EXERCISE:
Among the lines below, list those containing the string "jersey".

DATASET EXCERPTS:
= = = =

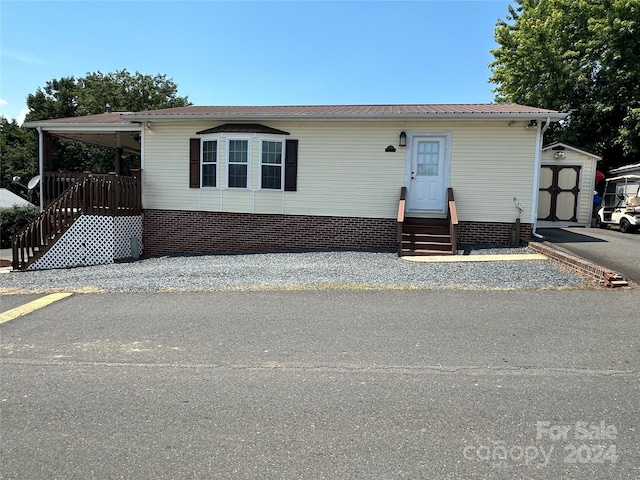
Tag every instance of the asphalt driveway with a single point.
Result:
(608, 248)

= = = =

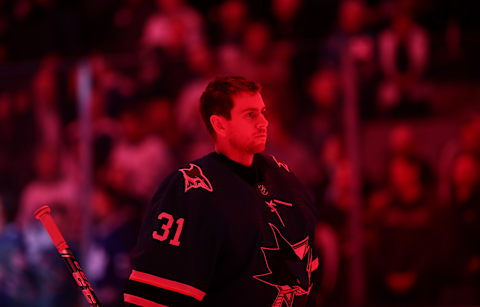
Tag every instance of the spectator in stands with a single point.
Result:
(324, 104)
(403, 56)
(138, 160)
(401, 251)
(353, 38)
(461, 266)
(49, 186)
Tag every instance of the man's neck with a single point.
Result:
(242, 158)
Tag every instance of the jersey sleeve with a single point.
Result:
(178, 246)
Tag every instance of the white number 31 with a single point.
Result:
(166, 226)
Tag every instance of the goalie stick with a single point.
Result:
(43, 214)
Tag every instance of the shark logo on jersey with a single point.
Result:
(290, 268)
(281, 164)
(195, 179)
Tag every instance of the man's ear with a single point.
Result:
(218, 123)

= = = =

ANSWER TO THIS PROBLEM:
Tag every instance of the jersey sleeve with a single point.
Tag every instance of the shark logo on jersey with a single point.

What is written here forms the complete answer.